- [Passage provided]:
※
Tuesday, June 24, 2008

the man of my life

I saw the most incredible concert tonight. Truly, it was like Shostakovich, but there were maybe 30 people there, 34 counting staff. And I know it's hackneyed, but I think of the thousands at the football matches.

The most beautiful woman came and sat by me a little ways in. I mean, I suppose there might be more beautiful women, but I'm old enough now to recognize when I've been unbelievably fortunate. She was with a man, but he was geeky and hardly talked to her. At the break, we talked -- her English was bad but my German was worse & it was amazing what she seemed to follow & she never got bored, just asked about what I did. She is an art therapist for handicapped children.

After the concert her companion spent more time with us -- he is a piano teacher and a performer who had played with the most famous person in the quartet. Still, she looked a bit embarrassed and also a bit of discontent when I eventually admitted my own partner was also male.

They left just after I'd ordered a schnapps. I tried to hang out for a while. The musician I'd come to see was initially effusive but eventually just talking to the other musicians --- she has an oddly childish persona but her music is massively intellectual, who knows. But after a short while I just downed it (a waste) & walked home. I thought somehow about the song I'd written my best friend, and wondered why I'd thought it was about friendship.

I shouldn't dwell on something sad
but we always had the biggest plans
now that the future's ours to take
I find I lost you somewhere on the way

Oh -- it leaves me so alone

[Second verse I've forgotten]

The next time you see me I'll be flying
I've had my fill of trying and lying for you.
※
- [Point localization data]:
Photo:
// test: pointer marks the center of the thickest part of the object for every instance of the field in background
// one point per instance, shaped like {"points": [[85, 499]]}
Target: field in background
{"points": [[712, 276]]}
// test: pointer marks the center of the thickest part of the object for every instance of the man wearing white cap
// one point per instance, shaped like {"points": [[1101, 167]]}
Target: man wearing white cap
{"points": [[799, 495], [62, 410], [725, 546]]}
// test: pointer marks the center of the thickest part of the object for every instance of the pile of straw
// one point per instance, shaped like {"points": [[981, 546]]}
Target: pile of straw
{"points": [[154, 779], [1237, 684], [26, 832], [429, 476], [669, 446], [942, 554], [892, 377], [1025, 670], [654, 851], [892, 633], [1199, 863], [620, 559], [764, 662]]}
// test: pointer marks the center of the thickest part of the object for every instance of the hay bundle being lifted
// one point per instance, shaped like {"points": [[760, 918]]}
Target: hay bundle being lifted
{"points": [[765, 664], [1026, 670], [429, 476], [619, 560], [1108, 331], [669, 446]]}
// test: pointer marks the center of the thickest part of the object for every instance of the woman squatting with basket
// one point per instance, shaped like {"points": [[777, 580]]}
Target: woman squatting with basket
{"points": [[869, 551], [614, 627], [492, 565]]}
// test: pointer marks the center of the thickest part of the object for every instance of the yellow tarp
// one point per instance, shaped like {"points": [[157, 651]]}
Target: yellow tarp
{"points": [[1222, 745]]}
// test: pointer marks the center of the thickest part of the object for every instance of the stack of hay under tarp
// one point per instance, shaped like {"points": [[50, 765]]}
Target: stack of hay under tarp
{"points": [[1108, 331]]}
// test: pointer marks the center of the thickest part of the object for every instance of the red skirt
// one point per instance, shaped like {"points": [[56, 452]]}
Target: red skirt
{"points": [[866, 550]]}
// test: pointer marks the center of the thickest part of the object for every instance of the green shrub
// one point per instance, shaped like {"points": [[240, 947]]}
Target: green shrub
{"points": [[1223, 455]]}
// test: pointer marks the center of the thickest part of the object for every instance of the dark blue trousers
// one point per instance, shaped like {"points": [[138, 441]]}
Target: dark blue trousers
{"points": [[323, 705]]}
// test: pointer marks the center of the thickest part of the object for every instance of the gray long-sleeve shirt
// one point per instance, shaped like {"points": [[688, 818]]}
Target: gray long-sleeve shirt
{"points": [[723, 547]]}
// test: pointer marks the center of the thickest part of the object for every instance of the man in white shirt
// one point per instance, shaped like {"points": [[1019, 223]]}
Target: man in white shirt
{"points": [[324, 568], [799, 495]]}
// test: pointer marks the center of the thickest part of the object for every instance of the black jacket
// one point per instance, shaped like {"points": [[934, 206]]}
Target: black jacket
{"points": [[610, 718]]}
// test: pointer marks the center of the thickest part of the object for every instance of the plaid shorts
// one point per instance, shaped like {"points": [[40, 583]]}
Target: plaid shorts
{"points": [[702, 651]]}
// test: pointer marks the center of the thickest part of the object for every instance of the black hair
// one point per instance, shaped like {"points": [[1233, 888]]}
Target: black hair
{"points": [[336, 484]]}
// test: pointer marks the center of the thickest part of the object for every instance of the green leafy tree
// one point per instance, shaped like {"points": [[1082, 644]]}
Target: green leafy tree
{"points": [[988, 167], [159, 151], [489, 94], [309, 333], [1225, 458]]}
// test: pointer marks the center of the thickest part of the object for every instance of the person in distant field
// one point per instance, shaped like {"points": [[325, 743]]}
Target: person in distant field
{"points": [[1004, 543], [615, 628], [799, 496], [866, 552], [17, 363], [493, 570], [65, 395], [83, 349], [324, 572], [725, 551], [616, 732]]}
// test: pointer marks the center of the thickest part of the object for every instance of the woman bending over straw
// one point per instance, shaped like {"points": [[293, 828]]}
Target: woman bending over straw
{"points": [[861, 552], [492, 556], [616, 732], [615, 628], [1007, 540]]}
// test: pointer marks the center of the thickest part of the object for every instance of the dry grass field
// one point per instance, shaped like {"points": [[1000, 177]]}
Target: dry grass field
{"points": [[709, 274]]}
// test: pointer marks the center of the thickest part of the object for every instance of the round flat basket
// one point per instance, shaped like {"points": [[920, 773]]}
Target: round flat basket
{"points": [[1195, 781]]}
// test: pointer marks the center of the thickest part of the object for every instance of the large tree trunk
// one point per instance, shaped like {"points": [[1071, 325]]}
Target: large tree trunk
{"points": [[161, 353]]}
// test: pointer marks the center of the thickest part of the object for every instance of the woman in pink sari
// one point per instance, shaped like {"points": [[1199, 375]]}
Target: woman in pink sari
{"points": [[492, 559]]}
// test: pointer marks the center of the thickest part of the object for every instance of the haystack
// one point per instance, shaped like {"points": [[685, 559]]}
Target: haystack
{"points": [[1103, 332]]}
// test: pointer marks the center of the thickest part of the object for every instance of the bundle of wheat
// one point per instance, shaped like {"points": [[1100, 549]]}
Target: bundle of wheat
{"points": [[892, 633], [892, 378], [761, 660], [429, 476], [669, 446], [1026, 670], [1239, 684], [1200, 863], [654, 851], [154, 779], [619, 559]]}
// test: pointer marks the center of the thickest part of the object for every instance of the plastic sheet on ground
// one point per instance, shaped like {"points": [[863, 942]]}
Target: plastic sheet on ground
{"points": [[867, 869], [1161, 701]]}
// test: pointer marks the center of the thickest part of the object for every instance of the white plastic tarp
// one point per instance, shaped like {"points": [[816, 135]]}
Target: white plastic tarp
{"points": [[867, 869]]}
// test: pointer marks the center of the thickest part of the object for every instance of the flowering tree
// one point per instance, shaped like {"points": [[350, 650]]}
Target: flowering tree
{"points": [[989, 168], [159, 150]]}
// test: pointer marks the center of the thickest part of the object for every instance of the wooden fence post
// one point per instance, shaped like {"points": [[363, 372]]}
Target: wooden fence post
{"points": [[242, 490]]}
※
- [To do]:
- 1) Reproduce everything in the concert post from "I saw the most" down to "the football matches.".
- 2) Carry on the post about the concert from where it stops.

- [Outputs in order]:
- 1)
I saw the most incredible concert tonight. Truly, it was like Shostakovich, but there were maybe 30 people there, 34 counting staff. And I know it's hackneyed, but I think of the thousands at the football matches.

- 2)
....
You always got the best from me
....
I'm going to have to try my wings

The next time you see me I'll be flying
I've had my fill of trying and lying for you.

--

Amy, what you wanna do
I think I could spend some time
with you, maybe longer if I knew...

Now it's come to what you want you've had your way
And all the things you thought before just faded into gray
And can you see
That I don't know if it's you or if it's me
If it's one of us I'm sure we both will see
Won't you look at me and tell me...

I keep falling in and out of love with you
I keep falling in and out of love with you
Don't know what I'm gonna do
I keep falling in and out of love with you

-----

I had this theory tonight that human cognition / intelligence can only evolve so far. Genetically we find altruism because the rewards work on a biological timescale, but if we are too smart we find all kinds of free riding. Right now we are at an equilibrium where we are smart enough for simple free riding but too stupid to free ride on punishment. Football is ritualized warfare, so we waste huge resources punishing those who are bad enough to oppose us. And 90,000 (or really, 6.8 billion) of us miss the good concerts, but we are there for the football.

My lover will be here in two days.

Monday, June 16, 2008

My friend had to go wash his son
and I wanted to ask him after he left
whether the kid plugs the hole
where god, christmas and married parents used to be
or
does the kid just make the empty parts emptier?
When I'm with you I think I can face anything
even being without you
When I'm without you my life loses at least one dimension
goes back to a colourless past

You can adjust to anything, but why?

What would life be like if I had found someone who wanted children? Never empty, but even more ordinary.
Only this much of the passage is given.